Jesper
Jesper

Reputation: 2945

How to use of laziness in Scheme efficiently?

I am trying to encode a small lambda calculus with algebraic datatypes in Scheme. I want it to use lazy evaluation, for which I tried to use the primitives delay and force. However, this has a large negative impact on the performance of evaluation: the execution time on a small test case goes up by a factor of 20x.

While I did not expect laziness to speed up this particular test case, I did not expect a huge slowdown either. My question is thus: What is causing this huge overhead with lazy evaluation, and how can I avoid this problem while still getting lazy evaluation? I would already be happy to get within 2x the execution time of the strict version, but faster is of course always better.

Below are the strict and lazy versions of the test case I used. The test deals with natural numbers in unary notation: it constructs a sequence of 2^24 sucs followed by a zero and then destructs the result again. The lazy version was constructed from the strict version by adding delay and force in appropriate places, and adding let-bindings to avoid forcing an argument more than once. (I also tried a version where zero and suc were strict but other functions were lazy, but this was even slower than the fully lazy version so I omitted it here.)

I compiled both programs using compile-file in Chez Scheme 9.5 and executed the resulting .so files with petite --program. Execution time (user only) for the strict version was 0.578s, while the lazy version takes 11,891s, which is almost exactly 20x slower.

Strict version

(define zero    'zero)
(define (suc x) (cons 'suc x))

(define one   (suc zero))
(define two   (suc one))
(define three (suc two))

(define (twice m)
  (if (eq? m zero)
      zero
      (suc (suc (twice (cdr m))))))

(define (pow2 m)
  (if (eq? m zero)

GIVEN INFORMATION:
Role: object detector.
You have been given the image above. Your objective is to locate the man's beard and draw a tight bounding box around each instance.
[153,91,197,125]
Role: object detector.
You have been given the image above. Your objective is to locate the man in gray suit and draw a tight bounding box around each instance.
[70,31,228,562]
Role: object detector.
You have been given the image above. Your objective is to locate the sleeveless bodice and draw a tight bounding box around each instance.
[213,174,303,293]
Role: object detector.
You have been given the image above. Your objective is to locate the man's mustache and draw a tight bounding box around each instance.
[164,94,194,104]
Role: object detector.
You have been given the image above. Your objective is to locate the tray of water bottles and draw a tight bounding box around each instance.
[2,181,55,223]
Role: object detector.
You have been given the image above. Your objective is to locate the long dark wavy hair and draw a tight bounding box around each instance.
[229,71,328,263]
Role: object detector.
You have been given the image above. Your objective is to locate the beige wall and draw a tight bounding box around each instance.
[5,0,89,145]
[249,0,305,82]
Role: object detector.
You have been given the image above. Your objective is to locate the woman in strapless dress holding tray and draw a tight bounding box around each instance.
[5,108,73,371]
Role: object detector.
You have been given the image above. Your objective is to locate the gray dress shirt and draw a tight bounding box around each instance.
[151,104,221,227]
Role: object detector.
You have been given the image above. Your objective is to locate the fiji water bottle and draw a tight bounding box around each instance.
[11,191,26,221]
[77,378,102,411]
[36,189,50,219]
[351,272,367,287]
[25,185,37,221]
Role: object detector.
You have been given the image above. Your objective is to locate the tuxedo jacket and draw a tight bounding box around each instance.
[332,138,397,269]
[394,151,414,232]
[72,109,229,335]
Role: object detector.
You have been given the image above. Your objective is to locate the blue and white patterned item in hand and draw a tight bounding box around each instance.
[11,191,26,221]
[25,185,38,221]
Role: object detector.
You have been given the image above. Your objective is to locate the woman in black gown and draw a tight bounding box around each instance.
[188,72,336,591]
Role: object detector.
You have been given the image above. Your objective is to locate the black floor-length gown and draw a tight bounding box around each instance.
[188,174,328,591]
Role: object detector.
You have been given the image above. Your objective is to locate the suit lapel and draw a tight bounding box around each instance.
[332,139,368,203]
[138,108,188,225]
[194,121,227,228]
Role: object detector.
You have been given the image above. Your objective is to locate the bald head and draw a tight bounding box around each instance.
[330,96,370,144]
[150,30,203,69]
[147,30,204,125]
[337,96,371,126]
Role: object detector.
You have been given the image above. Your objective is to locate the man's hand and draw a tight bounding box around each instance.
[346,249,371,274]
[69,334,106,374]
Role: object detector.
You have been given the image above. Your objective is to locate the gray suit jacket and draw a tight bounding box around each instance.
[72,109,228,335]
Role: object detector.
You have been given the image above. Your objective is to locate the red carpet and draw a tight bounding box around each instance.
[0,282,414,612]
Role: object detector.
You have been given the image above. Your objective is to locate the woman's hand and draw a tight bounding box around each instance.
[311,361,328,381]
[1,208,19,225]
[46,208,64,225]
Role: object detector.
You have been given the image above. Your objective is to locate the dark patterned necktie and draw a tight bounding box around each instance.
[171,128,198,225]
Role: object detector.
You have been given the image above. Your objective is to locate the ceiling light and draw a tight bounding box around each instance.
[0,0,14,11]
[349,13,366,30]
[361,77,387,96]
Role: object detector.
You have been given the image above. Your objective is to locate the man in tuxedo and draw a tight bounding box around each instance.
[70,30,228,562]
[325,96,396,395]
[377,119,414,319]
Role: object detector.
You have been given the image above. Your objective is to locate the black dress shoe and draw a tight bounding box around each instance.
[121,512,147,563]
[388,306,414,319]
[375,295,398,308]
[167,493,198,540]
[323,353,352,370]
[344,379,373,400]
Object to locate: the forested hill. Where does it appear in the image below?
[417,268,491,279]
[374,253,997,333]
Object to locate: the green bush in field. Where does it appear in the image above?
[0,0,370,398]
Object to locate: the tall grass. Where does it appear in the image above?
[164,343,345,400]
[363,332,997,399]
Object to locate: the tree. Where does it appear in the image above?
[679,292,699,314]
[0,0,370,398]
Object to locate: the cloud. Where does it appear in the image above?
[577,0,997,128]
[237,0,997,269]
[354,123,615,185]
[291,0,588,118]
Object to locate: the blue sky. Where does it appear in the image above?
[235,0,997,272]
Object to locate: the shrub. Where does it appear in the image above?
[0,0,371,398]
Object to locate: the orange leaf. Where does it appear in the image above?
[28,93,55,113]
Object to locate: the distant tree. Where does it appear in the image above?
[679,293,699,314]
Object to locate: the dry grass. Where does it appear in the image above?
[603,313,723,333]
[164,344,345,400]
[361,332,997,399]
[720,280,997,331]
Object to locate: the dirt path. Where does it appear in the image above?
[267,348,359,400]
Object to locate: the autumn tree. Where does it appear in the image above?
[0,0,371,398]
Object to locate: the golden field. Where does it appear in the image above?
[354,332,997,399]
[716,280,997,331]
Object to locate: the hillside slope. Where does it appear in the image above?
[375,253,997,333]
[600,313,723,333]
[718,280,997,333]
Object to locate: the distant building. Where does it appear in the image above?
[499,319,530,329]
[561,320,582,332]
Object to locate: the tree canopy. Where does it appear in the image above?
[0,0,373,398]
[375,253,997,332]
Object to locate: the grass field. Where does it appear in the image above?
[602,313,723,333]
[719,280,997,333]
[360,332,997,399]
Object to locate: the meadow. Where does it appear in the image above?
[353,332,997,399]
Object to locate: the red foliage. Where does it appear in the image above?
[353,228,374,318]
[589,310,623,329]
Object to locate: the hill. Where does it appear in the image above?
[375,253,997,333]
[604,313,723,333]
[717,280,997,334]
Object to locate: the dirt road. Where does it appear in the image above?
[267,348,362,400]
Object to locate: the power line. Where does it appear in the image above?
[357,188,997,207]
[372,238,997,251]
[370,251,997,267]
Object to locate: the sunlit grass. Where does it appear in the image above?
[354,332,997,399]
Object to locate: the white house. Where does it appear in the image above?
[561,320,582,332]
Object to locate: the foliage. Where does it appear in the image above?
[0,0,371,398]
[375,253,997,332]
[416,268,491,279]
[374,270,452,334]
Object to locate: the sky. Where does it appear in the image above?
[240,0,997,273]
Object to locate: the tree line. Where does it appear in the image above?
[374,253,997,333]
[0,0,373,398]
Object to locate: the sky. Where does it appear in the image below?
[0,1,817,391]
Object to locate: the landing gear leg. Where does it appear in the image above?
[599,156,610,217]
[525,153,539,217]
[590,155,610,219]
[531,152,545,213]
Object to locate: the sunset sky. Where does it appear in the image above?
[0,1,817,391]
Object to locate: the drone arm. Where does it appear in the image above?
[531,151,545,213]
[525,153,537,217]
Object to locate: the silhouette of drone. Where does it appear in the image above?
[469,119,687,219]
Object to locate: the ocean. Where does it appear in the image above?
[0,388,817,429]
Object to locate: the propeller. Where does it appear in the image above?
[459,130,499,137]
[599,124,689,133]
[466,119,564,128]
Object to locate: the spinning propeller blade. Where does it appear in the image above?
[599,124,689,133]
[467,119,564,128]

EXERCISE REQUIREMENTS:
1. According to the post about lazy evaluation in Scheme, what was the user execution time of the strict version?
2. Proceed with the post about lazy evaluation in Scheme, picking up right after the last line shown.
You can set the listing aside; nothing in it is needed here.

ANSWERS PER TASK:
1. 0.578 seconds.

2.
      one
      (twice (pow2 (cdr m)))))

(define (consume m)
  (if (eq? m zero)
      zero
      (consume (cdr m))))

(consume (pow2 (twice (twice (twice three)))))

Lazy version

(define zero    (delay 'zero))
(define (suc x) (delay (cons 'suc x)))

(define one   (suc zero))
(define two   (suc one))
(define three (suc two))

(define (twice m)
  (delay
    (let ((mv (force m)))
      (if (eq? mv 'zero)
          (force zero)
          (force (suc (suc (twice (cdr mv)))))))))

(define (pow2 m)
  (delay
    (let ((mv (force m)))
      (if (eq? mv 'zero)
          (force one)
          (force (twice (pow2 (cdr mv))))))))

(define (consume m)
  (delay
    (let ((mv (force m)))
      (if (eq? mv 'zero)
          (force zero)
          (force (consume (cdr mv)))))))

(force (consume (pow2 (twice (twice (twice three))))))

Upvotes: 8

Views: 943

Answers (3)

mnemenaut
mnemenaut

Reputation: 820

One can see statistics for the two phases of the test program using ChezScheme's (time ...) procedure:

$ scheme
Chez Scheme Version 9.5.2
> (load-program "strict.ss")
(time (pow2 (twice (...))))
    21 collections
    0.695561822s elapsed cpu time, including 0.521065634s collecting
    0.695607000s elapsed real time, including 0.521191000s collecting
    672586992 bytes allocated, including 236483824 bytes reclaimed
(time (consume u2^24))
    no collections
    0.037766347s elapsed cpu time
    0.037762000s elapsed real time
    0 bytes allocated

and for the lazy version:

$ scheme
> (load-program "lazy.ss")
(time (pow2 (twice (...))))
    no collections
    0.000000000s elapsed cpu time
    0.000000000s elapsed real time
    400 bytes allocated
(time (force (consume u2^24)))
    572 collections
    11.997971385s elapsed cpu time, including 10.798406971s collecting
    12.012723000s elapsed real time, including 10.813517000s collecting
    4832215216 bytes allocated, including 4460306000 bytes reclaimed

So 90% of time is collecting. Adjusting collector parameters may improve this, eg:

(collect-trip-bytes 1000000)  
(collect-generation-radix (greatest-fixnum))  
(heap-reserve-ratio 2.0)

(these values halve lazy time OMM)

One might also replace ChezScheme's delay and force with stripped down versions:

(import (except (chezscheme) delay force))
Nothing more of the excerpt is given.